======== TESTO DI LETTURA ========

Zeidan e gli altri bugiardi di guerra dimenticati – Marinella Correggia
Pochi ricordano il 2011 di Ali Zeidan – il primo ministro libico recente «vittima» d’un sequestro lampo – poco prima della guerra NATO. Rinfreschiamo la memoria ai media
Pochi sanno cosa fece nel 2011 Ali Zeidan, il primo ministro libico «vittima» di un sequestro lampo nei giorni scorsi.
I media e i loro giornalisti, ma anche le Organizzazioni non governative e le commissioni Onu, adesso riconoscono che la Libia è allo sfascio e tutto – anche il prezioso petrolio – è in mano a bande armate e islamisti. Ma non rievocano il periodo che precedette la guerra Nato, conclusasi due anni fa dopo sette mesi di bombe.
Come mai la memoria è occultata? Perché tutti questi soggetti dovrebbero ammettere di aver detto o comunque diffuso le menzogne che, per mezzo della guerra Nato, sono la causa del caos violento di oggi.
Scrivono e dicono i media che il premier è stato sequestrato da «uno dei tanti gruppi che esercitano il potere nel paese, diviso fra sfere di influenza di diverse formazioni di ex ribelli e da rivalità per il controllo del monopolio della forza fra ministero dell’Interno e quello della Difesa». E spiegano il sequestro come una ritorsione – istigata da siti estremisti – per la cattura a Tripoli, compiuta dalle forze statunitensi, del sospetto affiliato di al Qaeda Abu Anas al Liby considerato fra gli ideatori degli attacchi ad ambasciate Usa nel lontano 1998.
Zeidan e i suoi «seimila morti» finti che han sfasciato un paese
Il primo ministro Ali Zeidan è tuttora indicato dai media come «oppositore storico» di Gheddafi, «esule per trent’anni».

========

OBIETTIVI.
• a. Nel testo su Ali Zeidan, chi viene catturato a Tripoli dalle forze statunitensi?
• b. Scrivi il seguito del testo su Ali Zeidan a partire dalla sua ultima frase.

======== DATI FORNITI ========

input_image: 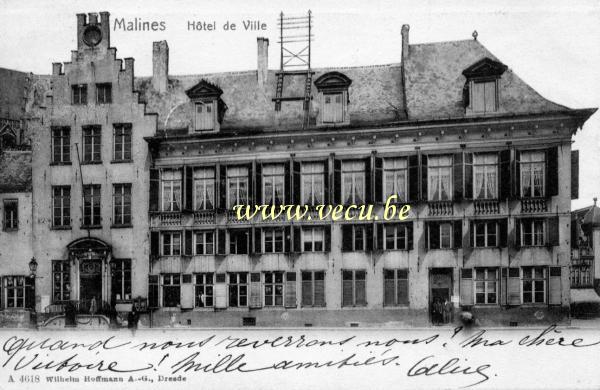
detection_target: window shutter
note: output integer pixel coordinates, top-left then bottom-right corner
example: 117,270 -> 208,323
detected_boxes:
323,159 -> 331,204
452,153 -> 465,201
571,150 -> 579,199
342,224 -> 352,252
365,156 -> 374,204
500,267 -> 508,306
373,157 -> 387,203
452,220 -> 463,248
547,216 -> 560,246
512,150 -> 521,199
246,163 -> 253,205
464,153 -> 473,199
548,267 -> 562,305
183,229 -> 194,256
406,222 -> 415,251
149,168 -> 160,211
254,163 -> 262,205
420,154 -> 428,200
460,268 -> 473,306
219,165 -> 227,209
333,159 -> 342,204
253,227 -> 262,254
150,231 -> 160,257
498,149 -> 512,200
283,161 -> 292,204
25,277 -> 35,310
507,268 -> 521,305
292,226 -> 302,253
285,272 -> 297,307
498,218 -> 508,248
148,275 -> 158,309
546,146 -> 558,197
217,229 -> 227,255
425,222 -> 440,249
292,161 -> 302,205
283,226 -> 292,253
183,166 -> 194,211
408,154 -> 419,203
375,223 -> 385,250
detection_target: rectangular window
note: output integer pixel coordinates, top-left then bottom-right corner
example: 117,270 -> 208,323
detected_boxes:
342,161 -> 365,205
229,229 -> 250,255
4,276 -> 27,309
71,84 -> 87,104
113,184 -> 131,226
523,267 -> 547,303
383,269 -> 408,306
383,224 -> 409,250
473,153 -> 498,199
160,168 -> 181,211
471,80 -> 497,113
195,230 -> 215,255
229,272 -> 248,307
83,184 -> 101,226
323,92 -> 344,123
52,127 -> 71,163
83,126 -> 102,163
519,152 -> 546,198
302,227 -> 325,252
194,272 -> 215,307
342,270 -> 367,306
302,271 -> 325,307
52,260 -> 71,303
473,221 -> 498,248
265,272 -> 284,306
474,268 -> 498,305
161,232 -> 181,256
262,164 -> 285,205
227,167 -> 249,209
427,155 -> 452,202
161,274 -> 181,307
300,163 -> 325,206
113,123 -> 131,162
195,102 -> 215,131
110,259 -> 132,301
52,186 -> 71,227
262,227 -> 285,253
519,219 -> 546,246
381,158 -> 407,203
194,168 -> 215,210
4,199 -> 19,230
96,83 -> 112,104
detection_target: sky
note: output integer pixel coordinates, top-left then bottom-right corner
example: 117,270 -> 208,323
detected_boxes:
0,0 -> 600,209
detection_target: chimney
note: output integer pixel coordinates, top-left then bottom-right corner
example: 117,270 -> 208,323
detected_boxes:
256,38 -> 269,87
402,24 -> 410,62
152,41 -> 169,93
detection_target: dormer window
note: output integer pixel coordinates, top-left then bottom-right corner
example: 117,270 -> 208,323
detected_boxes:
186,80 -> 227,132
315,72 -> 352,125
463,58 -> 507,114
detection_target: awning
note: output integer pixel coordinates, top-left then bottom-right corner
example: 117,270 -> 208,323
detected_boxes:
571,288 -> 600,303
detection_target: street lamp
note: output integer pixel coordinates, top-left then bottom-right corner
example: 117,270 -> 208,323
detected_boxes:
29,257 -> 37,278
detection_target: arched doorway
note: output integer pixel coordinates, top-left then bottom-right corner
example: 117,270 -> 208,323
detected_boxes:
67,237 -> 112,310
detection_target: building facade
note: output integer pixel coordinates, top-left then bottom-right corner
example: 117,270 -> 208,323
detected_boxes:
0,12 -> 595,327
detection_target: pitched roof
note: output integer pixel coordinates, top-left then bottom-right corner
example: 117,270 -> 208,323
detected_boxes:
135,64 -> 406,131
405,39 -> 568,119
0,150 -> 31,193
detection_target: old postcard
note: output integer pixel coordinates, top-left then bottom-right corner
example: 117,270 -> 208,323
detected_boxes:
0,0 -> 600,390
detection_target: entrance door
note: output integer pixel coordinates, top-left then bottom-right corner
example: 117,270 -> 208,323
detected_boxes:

========

RISPOSTE AI COMPITI.
• a. Abu Anas al Liby, sospetto affiliato di al Qaeda.

• b.
Ma diciamo qualcosa in più. Il 3 marzo 2011, Ali Zeidan si camuffa da Ong per i diritti umani e spara urbi et orbi una menzogna circostanziata la quale perfeziona le precedenti invenzioni dei «ribelli rivoluzionari libici» riecheggiate da tutti i media. Dà così una bella mano alle scuse della Nato per la guerra in nome della «responsabilità di proteggere». Quel giorno dunque Zeidan, come ricorda Michel Collon nel libro Libye, Otan et mediamensonges (2011) parla da Parigi come portavoce della Lega libica per i diritti umani e denuncia: in due settimane dall’inizio della «rivoluzione» il 17 febbraio, la «repressione di Gheddafi» ha fatto seimila vittime. Tremila a Tripoli, duemila a Bengasi, mille altrove. E’ tutto falso. E Zeidan, che diventa subito dopo portavoce del Cnt (Consiglio nazionale di transizione) di Bengasi, l’organismo di reggenza creato dagli oppositori armati al governo libico, lo sa.
Pare sia stata fondamentale l’influenza dell’attuale primo ministro libico sul governo francese nel 2011: Sarkò va alla guerra anche grazie a lui. Che poche settimane dopo, il 23 marzo, la guerra Nato avviata da tre giorni, dice: «Nei futuri accordi petroliferi ci ricorderemo di chi ci ha aiutati». Evviva la sincerità. Se vogliamo individuare una tripletta di responsabili libici principali dell’attuale tragedia del paese nordafricano, a Zeidan possiamo aggiungere tal Syed Sanouka e tal Suleiman Bouchuiguir.
Ecco Sanouka. Febbraio 2011, a pochissimi giorni dall’inizio della rivolta, questo oppositore, fingendosi membro della Corte penale internazionale (Cpi), lancia alla satellitare saudita Al Arabiya la famosa cifra: «Gheddafi ha ucciso diecimila persone». Il relativo twitter della tivù fa il giro del mondo. Il giorno dopo la Cpi smentisce di aver minimamente a che fare con il Sanouka, ma i media non lo dicono.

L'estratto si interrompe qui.